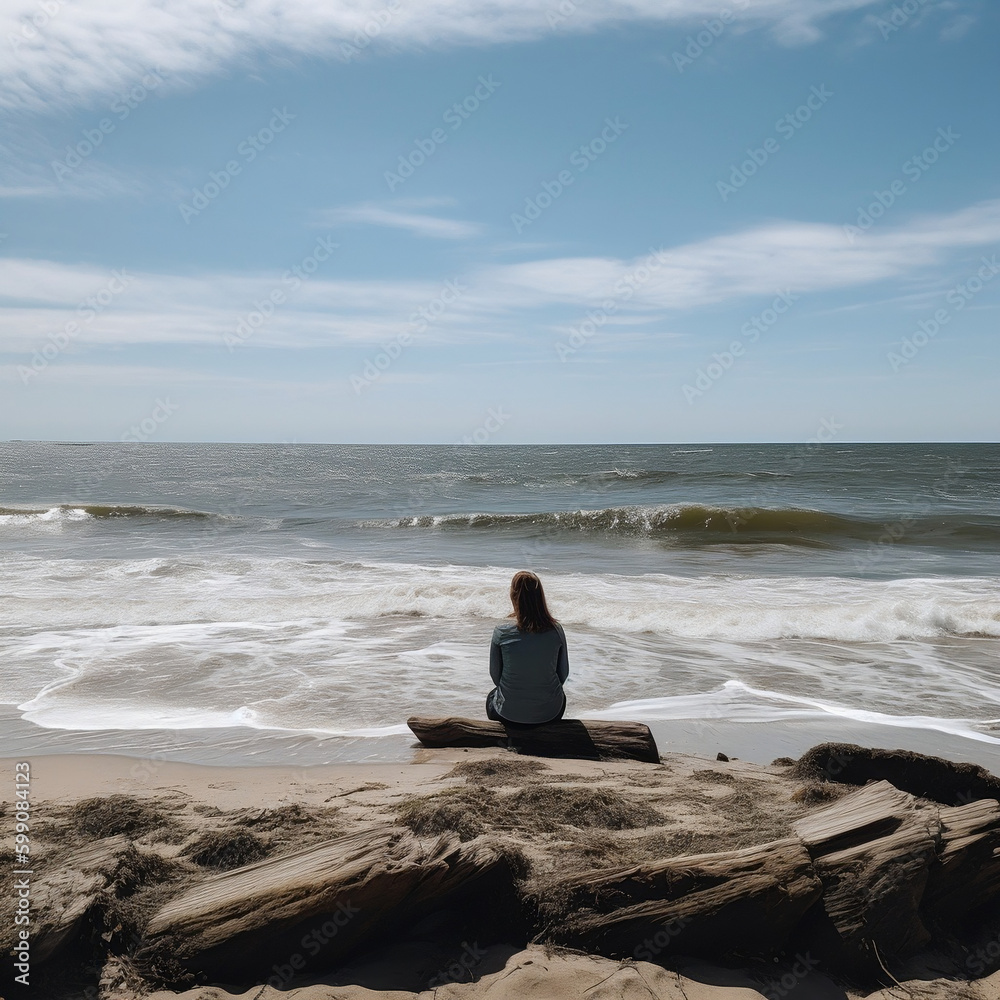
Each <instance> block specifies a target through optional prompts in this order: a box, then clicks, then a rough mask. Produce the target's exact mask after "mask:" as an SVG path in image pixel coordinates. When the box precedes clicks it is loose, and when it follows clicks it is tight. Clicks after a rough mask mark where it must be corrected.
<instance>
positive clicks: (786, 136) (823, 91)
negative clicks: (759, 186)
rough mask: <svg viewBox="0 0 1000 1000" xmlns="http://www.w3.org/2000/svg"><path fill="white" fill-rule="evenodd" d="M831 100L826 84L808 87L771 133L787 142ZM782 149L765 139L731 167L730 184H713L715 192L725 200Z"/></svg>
mask: <svg viewBox="0 0 1000 1000" xmlns="http://www.w3.org/2000/svg"><path fill="white" fill-rule="evenodd" d="M831 97H833V91H832V90H829V89H828V88H827V86H826V84H825V83H823V84H820V85H819V86H818V87H817V86H813V87H811V88H810V91H809V96H808V97H807V98H806V99H805V100H804V101H803V102H802V103H801V104H800V105H799V106H798V107H797V108H796V109H795V110H794V111H790V112H789V113H788V114H787V115H783V116H782V117H781V118H779V119H778V120H777V121H776V122H775V123H774V130H775V132H777V133H778V135H780V136H781V137H782V138H784V139H785V140H786V141H787V140H788V139H791V138H792V136H794V135H795V134H796V133H797V132H798V131H799V129H801V128H803V127H804V126H805V125H807V124H808V123H809V122H810V121H812V117H813V115H814V114H816V112H817V111H819V110H820V109H821V108H822V107H824V106H825V105H826V102H827V101H828V100H830V98H831ZM780 149H781V143H780V142H778V140H777V139H775V138H774V136H768V137H767V138H766V139H765V140H764V141H763V142H762V143H761V144H760V146H752V147H750V148H749V149H747V158H746V159H745V160H743V162H742V163H739V164H737V163H733V164H731V165H730V171H729V181H728V183H727V182H726V181H716V184H715V189H716V191H718V192H719V196H720V197H721V198H722V200H723V201H728V200H729V199H730V198H731V197H732V196H733V195H734V194H736V192H737V191H738V190H739V189H740V188H742V187H743V186H744V185H745V184H746V182H747V181H748V180H750V178H751V177H753V175H754V174H756V173H757V171H758V170H760V168H761V167H763V166H764V164H765V163H767V162H768V160H770V159H771V157H772V156H774V155H775V153H777V152H778V151H779V150H780Z"/></svg>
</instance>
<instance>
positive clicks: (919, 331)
mask: <svg viewBox="0 0 1000 1000" xmlns="http://www.w3.org/2000/svg"><path fill="white" fill-rule="evenodd" d="M981 259H982V262H983V263H982V267H980V268H979V270H978V271H976V273H975V274H973V275H972V277H970V278H966V279H965V281H963V282H962V283H961V284H960V285H956V286H955V287H954V288H951V289H949V291H948V292H947V294H946V295H945V297H944V298H945V302H947V303H948V305H949V306H950V307H951V308H950V309H945V308H944V307H943V306H942V307H940V308H938V309H935V310H934V313H933V315H931V316H929V317H928V318H927V319H922V320H920V322H919V323H917V329H916V331H915V332H914V333H913V334H911V335H910V336H909V337H903V339H902V340H901V341H900V342H899V344H898V345H893V349H892V350H891V351H889V352H888V353H887V354H886V360H887V361H888V362H889V367H890V368H891V369H892V370H893V372H898V371H899V370H900V369H901V368H905V367H906V366H907V365H908V364H909V363H910V362H911V361H912V360H913V359H914V358H915V357H916V356H917V355H918V354H919V353H920V351H922V350H923V349H924V348H925V347H926V346H927V345H928V344H929V343H930V342H931V341H932V340H933V339H934V338H935V337H936V336H937V335H938V334H939V333H940V332H941V331H942V330H943V329H944V327H946V326H947V325H948V324H949V323H950V322H951V321H952V319H954V317H955V314H956V313H959V312H961V311H962V310H963V309H964V308H965V307H966V306H967V305H968V304H969V303H970V302H971V301H972V300H973V299H974V298H975V297H976V296H977V295H978V294H979V293H980V292H981V291H982V290H983V289H984V288H985V287H986V286H987V285H988V284H989V283H990V282H991V281H992V280H993V279H994V278H995V277H996V276H997V275H998V274H1000V264H998V263H997V255H996V254H993V256H992V257H982V258H981Z"/></svg>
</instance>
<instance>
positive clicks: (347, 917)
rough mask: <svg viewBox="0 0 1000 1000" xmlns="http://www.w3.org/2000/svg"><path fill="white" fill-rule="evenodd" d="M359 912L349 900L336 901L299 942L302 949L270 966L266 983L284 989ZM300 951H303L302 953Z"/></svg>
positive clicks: (269, 985)
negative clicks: (304, 954) (321, 922)
mask: <svg viewBox="0 0 1000 1000" xmlns="http://www.w3.org/2000/svg"><path fill="white" fill-rule="evenodd" d="M360 912H361V910H360V908H359V907H357V906H352V905H351V901H350V900H348V901H347V902H346V903H338V904H337V909H336V910H335V911H334V912H333V913H331V914H330V915H329V918H328V919H327V920H325V921H324V922H323V923H322V924H319V925H318V926H316V927H314V928H313V929H312V930H311V931H309V933H308V934H306V935H305V936H304V937H303V938H302V940H301V941H300V942H299V946H300V947H301V948H302V951H297V952H294V953H293V954H291V955H289V956H288V960H287V962H282V963H280V964H278V965H273V966H271V971H272V972H273V973H274V975H273V976H270V977H269V978H268V980H267V985H268V986H270V987H272V988H273V989H276V990H281V989H284V988H285V987H286V986H287V985H288V984H289V983H290V982H292V980H293V979H295V977H296V976H298V975H300V974H301V973H302V972H304V971H305V969H306V967H307V966H308V964H309V959H310V958H315V957H316V956H317V955H319V954H320V952H322V951H323V949H324V948H325V947H326V946H327V945H328V944H329V943H330V942H331V941H332V940H333V939H334V938H335V937H336V936H337V935H338V934H339V933H340V931H341V930H342V929H343V928H344V927H346V926H347V924H348V923H349V922H350V921H351V920H352V919H353V918H354V917H356V916H357V915H358V914H359V913H360ZM302 952H305V953H306V954H305V955H304V954H303V953H302Z"/></svg>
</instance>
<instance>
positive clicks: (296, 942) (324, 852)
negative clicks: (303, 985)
mask: <svg viewBox="0 0 1000 1000" xmlns="http://www.w3.org/2000/svg"><path fill="white" fill-rule="evenodd" d="M512 883H513V878H512V876H511V873H510V871H509V870H508V869H507V862H506V860H505V858H504V856H503V855H501V854H500V853H498V852H497V851H494V850H493V849H491V848H490V847H488V846H485V845H483V844H481V843H469V844H461V843H459V841H458V840H457V838H452V837H450V836H443V837H439V838H437V839H436V840H433V841H429V842H428V841H420V840H418V839H417V838H415V837H414V836H413V835H412V834H411V833H410V832H409V831H408V830H406V831H404V830H402V829H399V828H393V827H384V828H379V829H375V830H367V831H363V832H361V833H356V834H352V835H350V836H347V837H341V838H339V839H338V840H333V841H328V842H326V843H324V844H320V845H318V846H315V847H310V848H307V849H306V850H301V851H297V852H295V853H293V854H286V855H284V856H283V857H280V858H275V859H273V860H268V861H260V862H258V863H256V864H253V865H248V866H246V867H243V868H238V869H236V870H234V871H230V872H225V873H223V874H220V875H215V876H211V877H209V878H207V879H205V880H204V881H203V882H201V883H199V884H198V885H197V886H195V887H194V888H193V889H191V890H190V891H189V892H187V893H184V894H183V895H181V896H179V897H177V898H175V899H173V900H171V901H170V902H169V903H167V904H166V905H165V906H164V907H163V908H162V909H161V910H159V911H158V912H157V913H156V914H155V915H154V916H153V917H152V919H151V920H150V921H149V923H148V925H147V927H146V933H145V941H144V943H143V946H142V947H141V948H140V950H139V952H138V953H137V955H136V962H137V965H138V966H139V967H140V968H143V967H144V966H145V967H152V966H155V965H157V964H160V963H161V962H162V960H163V959H164V958H172V959H174V960H176V961H177V962H179V963H180V964H181V966H183V967H184V968H186V969H188V970H189V971H191V972H197V973H201V974H205V975H207V976H209V977H210V978H213V979H216V980H221V981H223V982H246V981H248V977H249V980H250V981H254V979H253V977H254V976H258V977H262V978H263V979H267V978H269V977H270V976H271V975H272V974H273V967H274V964H275V956H279V957H280V958H281V959H282V962H283V963H284V965H286V966H288V967H289V968H291V969H292V970H294V972H295V974H301V973H302V972H303V971H304V970H305V969H307V968H308V967H310V966H312V965H316V964H317V963H319V966H320V967H321V968H330V967H332V966H334V965H336V964H337V962H338V961H339V960H340V959H342V958H343V957H344V956H346V955H347V954H349V953H350V952H351V951H353V950H355V949H356V948H358V947H359V946H360V945H363V944H370V943H372V942H373V941H378V940H384V939H385V936H386V934H387V932H390V931H391V930H392V929H393V927H394V926H397V925H399V924H401V923H406V922H408V921H409V922H414V921H415V920H416V919H418V918H420V917H423V916H426V914H427V912H428V911H429V910H431V909H433V910H440V909H447V908H448V907H449V906H452V905H456V904H457V903H458V902H460V901H461V899H462V898H463V897H466V896H467V895H468V894H469V893H470V892H480V893H486V894H489V895H493V896H496V895H497V893H498V891H499V892H500V894H501V895H502V892H503V890H504V889H505V888H507V889H509V888H510V887H511V886H512Z"/></svg>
··········
### Try it:
Set down the entries word for word, from their very beginning through the line that contains "100L826 84L808 87L771", including that line. Leave the pictures out of your answer.

### Result of the task:
Each <instance> block specifies a target through optional prompts in this order: a box, then clicks, then a rough mask. Produce the target's exact mask after "mask:" as an SVG path in image pixel coordinates. When the box precedes clicks it is loose, and when it follows clicks it is tight. Clicks after a rough mask mark where it must be corrected.
<instance>
positive clicks: (786, 136) (823, 91)
negative clicks: (759, 186)
rough mask: <svg viewBox="0 0 1000 1000" xmlns="http://www.w3.org/2000/svg"><path fill="white" fill-rule="evenodd" d="M831 100L826 84L808 87L771 133L787 142ZM782 149L765 139L731 167L730 184H713L715 192L725 200Z"/></svg>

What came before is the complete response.